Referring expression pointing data
==*==
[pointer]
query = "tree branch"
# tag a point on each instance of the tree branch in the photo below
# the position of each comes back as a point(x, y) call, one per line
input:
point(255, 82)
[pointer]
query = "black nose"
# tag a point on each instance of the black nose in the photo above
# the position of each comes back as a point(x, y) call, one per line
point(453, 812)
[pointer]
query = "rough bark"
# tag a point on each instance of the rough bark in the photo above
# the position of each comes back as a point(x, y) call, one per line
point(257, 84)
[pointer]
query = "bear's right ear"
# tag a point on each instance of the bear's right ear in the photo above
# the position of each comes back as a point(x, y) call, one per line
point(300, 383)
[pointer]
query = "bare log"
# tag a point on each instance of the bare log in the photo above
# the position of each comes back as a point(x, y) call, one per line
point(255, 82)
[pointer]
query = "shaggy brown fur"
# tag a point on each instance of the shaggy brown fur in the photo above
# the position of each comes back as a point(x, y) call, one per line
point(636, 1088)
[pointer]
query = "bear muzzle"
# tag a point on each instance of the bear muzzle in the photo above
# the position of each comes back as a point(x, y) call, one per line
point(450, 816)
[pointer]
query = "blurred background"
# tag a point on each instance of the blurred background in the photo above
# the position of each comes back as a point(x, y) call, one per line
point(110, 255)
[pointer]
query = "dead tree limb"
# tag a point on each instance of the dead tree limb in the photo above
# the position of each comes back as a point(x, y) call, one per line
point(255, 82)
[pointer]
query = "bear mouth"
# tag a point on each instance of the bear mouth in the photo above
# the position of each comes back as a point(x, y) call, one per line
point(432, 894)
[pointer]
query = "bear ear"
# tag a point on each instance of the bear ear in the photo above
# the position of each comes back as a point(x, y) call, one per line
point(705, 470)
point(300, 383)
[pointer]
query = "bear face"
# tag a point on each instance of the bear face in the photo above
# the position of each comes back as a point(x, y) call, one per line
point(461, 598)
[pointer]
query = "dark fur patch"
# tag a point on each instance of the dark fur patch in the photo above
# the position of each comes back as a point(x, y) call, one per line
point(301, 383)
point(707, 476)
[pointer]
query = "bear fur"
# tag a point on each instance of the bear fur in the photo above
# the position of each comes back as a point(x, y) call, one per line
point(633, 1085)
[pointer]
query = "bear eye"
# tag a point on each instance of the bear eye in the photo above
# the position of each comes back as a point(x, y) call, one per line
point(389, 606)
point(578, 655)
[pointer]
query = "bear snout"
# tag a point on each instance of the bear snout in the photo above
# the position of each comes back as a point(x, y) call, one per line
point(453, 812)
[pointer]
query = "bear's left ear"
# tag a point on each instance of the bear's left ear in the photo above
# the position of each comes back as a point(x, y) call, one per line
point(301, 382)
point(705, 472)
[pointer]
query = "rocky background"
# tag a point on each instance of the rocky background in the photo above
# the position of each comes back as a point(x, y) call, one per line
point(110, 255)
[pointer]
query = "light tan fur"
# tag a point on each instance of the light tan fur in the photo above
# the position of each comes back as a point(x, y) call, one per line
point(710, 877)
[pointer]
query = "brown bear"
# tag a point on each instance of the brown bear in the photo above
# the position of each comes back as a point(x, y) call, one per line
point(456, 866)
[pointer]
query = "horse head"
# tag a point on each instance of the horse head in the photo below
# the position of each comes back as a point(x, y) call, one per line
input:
==*==
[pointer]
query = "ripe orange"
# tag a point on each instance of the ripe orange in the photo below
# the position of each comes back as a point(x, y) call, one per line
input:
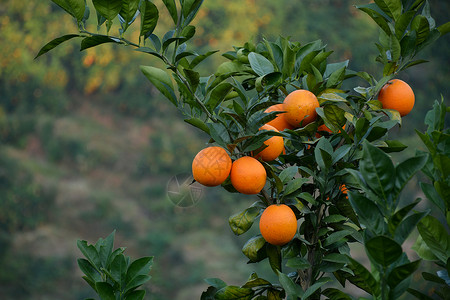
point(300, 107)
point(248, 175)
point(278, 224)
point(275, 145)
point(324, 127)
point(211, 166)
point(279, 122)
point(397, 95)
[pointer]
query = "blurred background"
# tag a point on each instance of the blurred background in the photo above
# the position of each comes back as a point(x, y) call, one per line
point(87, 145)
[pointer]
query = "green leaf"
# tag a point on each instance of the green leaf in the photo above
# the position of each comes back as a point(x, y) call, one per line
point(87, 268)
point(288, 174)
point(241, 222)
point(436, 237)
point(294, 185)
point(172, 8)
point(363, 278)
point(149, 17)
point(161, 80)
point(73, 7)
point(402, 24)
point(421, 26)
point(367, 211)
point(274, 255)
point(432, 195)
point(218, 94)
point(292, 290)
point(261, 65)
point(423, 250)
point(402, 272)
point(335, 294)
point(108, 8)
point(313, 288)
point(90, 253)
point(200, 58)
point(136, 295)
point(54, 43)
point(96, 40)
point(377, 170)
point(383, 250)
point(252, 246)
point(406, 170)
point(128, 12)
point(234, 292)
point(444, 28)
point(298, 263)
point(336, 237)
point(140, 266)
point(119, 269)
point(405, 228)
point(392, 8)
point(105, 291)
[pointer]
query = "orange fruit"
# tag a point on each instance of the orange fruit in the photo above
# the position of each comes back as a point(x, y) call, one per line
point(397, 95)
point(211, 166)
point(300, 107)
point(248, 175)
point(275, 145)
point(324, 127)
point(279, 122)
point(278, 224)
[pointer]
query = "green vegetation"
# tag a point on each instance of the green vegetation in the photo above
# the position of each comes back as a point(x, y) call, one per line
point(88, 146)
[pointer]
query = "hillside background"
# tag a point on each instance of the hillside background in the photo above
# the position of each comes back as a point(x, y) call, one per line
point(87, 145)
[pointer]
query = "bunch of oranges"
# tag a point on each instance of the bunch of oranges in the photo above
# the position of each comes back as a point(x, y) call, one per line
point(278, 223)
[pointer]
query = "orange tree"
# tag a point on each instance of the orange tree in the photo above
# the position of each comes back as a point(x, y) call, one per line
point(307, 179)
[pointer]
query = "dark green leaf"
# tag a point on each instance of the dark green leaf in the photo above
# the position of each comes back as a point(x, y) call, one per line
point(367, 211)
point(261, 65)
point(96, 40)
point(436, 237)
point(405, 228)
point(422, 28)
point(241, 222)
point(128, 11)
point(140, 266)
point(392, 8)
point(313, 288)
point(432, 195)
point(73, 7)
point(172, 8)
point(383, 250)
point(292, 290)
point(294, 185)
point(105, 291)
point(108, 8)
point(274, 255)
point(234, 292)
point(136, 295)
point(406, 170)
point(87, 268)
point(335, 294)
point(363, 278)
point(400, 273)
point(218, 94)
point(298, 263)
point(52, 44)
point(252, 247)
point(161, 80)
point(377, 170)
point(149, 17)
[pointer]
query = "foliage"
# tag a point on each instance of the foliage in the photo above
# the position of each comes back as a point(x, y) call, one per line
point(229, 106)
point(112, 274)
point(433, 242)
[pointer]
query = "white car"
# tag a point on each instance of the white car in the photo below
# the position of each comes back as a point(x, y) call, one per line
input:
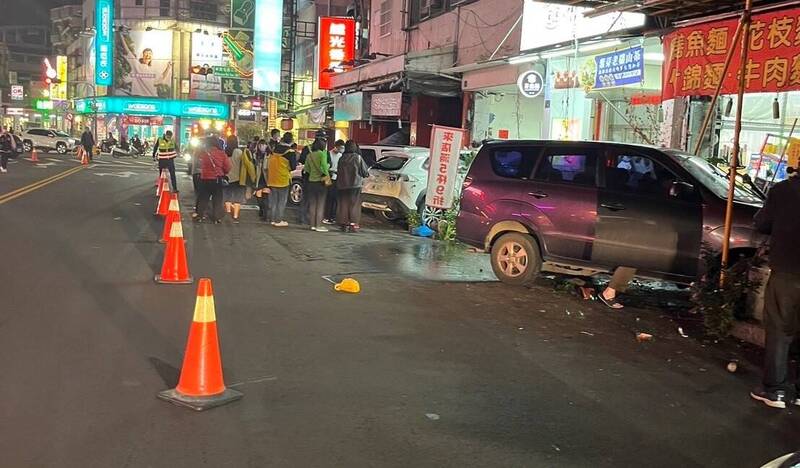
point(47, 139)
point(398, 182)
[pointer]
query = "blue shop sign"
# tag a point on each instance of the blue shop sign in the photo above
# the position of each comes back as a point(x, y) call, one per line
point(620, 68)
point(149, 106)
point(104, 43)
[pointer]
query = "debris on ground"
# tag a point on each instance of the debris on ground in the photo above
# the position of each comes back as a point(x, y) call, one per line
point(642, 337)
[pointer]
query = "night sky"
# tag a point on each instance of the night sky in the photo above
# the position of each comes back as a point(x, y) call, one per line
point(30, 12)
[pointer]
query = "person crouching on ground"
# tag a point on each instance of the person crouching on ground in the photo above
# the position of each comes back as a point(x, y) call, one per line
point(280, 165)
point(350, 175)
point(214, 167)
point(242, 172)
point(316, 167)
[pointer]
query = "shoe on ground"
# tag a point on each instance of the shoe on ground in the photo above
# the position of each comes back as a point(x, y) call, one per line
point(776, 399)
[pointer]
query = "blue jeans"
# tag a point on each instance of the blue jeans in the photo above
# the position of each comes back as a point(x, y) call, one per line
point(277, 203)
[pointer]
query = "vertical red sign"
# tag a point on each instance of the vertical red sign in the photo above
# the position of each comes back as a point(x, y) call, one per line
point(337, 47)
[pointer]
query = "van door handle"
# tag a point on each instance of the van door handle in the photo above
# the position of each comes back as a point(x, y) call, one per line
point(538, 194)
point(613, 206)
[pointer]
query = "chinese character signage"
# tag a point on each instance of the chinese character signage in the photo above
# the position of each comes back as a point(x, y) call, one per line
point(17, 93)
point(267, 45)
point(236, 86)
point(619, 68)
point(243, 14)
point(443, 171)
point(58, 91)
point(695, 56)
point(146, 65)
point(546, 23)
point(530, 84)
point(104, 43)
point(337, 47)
==*==
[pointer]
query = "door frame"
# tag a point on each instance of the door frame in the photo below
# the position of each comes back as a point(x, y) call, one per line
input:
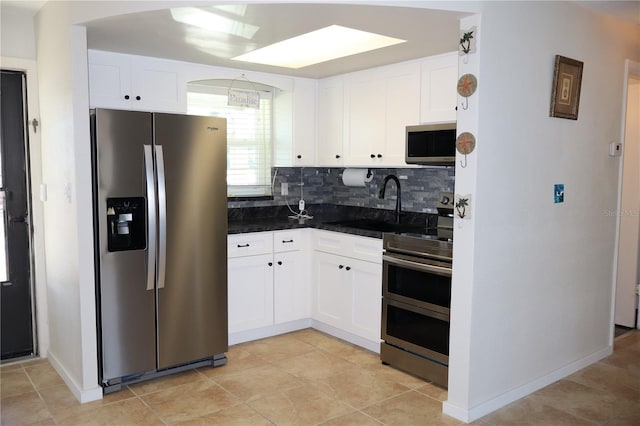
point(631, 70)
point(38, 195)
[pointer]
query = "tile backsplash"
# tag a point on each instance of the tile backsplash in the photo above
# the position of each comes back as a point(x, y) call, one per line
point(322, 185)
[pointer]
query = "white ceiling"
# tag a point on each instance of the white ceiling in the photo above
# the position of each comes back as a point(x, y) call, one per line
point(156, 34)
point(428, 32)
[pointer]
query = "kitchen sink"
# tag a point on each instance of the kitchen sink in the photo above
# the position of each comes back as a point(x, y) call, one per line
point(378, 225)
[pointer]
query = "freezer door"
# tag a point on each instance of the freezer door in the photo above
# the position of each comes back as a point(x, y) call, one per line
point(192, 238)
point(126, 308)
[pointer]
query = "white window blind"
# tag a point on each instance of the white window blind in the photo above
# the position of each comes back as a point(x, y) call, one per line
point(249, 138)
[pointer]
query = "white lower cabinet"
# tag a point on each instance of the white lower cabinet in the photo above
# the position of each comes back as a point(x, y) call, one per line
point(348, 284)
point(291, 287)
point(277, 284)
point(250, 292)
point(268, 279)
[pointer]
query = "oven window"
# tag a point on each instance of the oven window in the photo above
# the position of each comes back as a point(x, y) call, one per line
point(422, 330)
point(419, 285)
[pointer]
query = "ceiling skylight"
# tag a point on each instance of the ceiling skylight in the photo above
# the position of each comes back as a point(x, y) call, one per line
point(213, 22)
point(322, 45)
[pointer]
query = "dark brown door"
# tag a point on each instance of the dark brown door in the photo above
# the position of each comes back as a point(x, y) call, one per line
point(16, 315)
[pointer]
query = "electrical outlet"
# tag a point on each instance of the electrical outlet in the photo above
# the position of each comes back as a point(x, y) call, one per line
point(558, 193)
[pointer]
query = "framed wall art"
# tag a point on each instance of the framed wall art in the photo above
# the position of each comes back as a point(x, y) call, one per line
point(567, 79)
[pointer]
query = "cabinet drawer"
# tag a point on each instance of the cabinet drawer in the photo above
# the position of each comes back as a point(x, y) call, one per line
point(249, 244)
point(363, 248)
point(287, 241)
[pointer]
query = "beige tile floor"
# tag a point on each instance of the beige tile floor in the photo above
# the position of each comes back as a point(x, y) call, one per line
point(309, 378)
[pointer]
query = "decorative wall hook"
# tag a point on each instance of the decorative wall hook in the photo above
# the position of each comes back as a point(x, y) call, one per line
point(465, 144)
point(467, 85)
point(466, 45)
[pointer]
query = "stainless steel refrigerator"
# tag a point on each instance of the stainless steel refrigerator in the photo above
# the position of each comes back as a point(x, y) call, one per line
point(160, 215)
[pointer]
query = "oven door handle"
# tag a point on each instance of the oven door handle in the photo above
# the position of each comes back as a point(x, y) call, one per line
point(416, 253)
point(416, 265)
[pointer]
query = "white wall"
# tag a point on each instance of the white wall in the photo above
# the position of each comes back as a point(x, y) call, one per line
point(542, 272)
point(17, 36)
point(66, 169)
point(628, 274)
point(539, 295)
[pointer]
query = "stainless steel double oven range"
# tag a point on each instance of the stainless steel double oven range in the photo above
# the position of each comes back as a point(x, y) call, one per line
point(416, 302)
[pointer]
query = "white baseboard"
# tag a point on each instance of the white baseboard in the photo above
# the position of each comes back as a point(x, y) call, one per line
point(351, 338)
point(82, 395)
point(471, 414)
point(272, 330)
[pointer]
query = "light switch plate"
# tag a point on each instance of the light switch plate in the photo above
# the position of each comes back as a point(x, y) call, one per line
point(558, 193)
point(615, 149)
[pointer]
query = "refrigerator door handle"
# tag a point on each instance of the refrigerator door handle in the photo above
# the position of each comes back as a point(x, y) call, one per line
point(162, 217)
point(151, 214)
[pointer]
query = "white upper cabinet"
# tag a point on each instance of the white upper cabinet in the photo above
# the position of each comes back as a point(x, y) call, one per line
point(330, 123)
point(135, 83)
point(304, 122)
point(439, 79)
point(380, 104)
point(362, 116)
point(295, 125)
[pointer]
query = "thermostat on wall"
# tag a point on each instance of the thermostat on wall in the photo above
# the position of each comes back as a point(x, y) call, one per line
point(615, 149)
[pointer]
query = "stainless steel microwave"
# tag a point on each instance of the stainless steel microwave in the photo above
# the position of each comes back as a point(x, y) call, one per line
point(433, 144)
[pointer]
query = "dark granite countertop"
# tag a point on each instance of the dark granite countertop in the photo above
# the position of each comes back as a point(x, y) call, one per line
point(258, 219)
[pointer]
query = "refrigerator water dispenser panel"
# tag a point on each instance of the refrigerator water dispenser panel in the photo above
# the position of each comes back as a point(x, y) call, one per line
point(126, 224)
==*==
*WHAT THE TASK ASKS*:
Wherever a line of the data holds "electrical", copy that line.

*YOUR SOLUTION*:
query = "electrical outlet"
# tag a point on each instance of the electrical outlet in the photo above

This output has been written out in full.